**What to do:**
Copy out all the lines of the data that hold the word "jacket".

[Natural-language object grounding data]
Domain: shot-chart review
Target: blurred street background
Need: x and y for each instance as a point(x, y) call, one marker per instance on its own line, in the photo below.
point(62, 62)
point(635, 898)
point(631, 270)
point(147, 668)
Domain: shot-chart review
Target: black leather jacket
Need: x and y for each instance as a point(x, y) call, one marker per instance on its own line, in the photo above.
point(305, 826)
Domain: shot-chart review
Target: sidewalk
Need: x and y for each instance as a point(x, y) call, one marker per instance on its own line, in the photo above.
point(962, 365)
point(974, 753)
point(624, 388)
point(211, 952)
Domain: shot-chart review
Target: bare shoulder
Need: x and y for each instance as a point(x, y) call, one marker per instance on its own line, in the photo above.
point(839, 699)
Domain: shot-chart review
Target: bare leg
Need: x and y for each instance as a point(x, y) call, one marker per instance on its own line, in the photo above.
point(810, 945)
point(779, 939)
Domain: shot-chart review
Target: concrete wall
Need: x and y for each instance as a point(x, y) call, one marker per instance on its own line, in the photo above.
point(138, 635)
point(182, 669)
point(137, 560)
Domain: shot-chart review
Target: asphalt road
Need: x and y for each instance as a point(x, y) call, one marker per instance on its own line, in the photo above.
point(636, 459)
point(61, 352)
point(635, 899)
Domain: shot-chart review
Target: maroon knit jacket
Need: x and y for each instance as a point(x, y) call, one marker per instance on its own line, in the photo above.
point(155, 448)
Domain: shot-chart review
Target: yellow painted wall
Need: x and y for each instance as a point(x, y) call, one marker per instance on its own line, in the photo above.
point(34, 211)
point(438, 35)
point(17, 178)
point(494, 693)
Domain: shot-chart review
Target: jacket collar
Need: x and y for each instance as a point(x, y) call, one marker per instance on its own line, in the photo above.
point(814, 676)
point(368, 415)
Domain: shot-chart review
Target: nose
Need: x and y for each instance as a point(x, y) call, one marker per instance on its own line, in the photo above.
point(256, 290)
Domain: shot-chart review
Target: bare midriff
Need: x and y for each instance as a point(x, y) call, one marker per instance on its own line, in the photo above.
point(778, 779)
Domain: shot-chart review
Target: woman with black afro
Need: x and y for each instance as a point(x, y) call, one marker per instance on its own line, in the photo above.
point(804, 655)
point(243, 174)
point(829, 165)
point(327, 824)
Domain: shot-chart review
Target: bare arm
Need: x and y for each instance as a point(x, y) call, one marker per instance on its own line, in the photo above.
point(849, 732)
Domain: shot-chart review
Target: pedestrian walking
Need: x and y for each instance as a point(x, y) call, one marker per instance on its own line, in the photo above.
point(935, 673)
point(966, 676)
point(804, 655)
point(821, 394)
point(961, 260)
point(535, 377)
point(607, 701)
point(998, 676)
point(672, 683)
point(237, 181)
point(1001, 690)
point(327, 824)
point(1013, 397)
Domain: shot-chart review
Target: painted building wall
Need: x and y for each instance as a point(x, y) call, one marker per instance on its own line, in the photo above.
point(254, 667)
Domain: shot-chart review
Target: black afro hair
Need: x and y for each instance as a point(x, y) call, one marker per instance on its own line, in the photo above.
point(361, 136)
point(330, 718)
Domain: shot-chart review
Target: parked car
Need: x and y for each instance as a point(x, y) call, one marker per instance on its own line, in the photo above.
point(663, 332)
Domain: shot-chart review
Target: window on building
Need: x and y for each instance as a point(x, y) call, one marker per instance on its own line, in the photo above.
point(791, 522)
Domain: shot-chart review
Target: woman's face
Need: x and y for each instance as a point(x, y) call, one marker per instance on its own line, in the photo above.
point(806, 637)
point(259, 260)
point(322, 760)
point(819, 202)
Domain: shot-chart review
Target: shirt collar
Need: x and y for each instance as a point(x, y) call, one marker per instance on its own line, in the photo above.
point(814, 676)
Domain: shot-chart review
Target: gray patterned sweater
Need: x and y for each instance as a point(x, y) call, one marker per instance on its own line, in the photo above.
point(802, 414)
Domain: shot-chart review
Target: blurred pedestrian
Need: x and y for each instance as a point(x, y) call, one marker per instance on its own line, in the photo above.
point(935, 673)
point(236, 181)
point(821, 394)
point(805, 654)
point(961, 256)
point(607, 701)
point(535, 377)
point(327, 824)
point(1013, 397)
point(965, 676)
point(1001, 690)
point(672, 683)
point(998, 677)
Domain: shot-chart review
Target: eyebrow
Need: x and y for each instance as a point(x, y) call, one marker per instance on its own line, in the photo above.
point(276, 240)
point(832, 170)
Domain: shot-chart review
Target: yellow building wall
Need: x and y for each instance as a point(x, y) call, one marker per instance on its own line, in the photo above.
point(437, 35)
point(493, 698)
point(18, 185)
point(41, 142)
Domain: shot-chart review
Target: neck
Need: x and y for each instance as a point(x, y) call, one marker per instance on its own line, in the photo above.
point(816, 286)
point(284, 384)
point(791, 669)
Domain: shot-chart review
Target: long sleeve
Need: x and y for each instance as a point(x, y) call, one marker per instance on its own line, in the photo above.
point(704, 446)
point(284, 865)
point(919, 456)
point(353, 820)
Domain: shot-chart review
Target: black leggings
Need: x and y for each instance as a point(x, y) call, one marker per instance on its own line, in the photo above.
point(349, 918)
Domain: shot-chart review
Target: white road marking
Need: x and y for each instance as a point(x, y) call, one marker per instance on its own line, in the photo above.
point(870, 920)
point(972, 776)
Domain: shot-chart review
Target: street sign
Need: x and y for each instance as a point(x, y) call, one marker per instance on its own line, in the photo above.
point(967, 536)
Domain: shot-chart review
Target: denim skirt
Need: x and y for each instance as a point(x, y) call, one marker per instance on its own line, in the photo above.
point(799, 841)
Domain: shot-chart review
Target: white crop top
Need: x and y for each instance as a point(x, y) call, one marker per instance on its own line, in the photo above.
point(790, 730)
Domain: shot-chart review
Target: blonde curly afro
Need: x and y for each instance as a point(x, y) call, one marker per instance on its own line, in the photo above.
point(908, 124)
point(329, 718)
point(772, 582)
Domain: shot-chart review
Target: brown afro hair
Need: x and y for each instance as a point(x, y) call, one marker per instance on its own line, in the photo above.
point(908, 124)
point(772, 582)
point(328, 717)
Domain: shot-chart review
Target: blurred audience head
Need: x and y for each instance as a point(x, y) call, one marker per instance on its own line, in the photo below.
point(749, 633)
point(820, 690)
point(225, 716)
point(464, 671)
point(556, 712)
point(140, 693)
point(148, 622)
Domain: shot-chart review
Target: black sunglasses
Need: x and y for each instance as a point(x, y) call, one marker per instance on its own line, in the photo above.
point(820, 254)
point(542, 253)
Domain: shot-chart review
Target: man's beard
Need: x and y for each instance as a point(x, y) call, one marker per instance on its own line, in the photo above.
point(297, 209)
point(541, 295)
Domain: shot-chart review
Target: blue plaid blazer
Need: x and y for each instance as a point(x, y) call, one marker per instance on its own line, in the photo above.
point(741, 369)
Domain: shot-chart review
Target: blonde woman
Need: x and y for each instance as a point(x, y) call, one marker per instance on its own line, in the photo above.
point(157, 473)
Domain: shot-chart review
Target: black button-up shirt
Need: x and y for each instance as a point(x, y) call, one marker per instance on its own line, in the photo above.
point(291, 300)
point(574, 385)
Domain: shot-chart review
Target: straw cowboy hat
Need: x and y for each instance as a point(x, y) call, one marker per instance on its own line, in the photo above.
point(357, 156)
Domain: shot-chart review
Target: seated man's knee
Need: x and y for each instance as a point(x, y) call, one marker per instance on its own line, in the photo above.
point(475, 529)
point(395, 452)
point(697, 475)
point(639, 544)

**Exercise output:**
Target: black leather jacket
Target: maroon knit jacket
Target: jacket collar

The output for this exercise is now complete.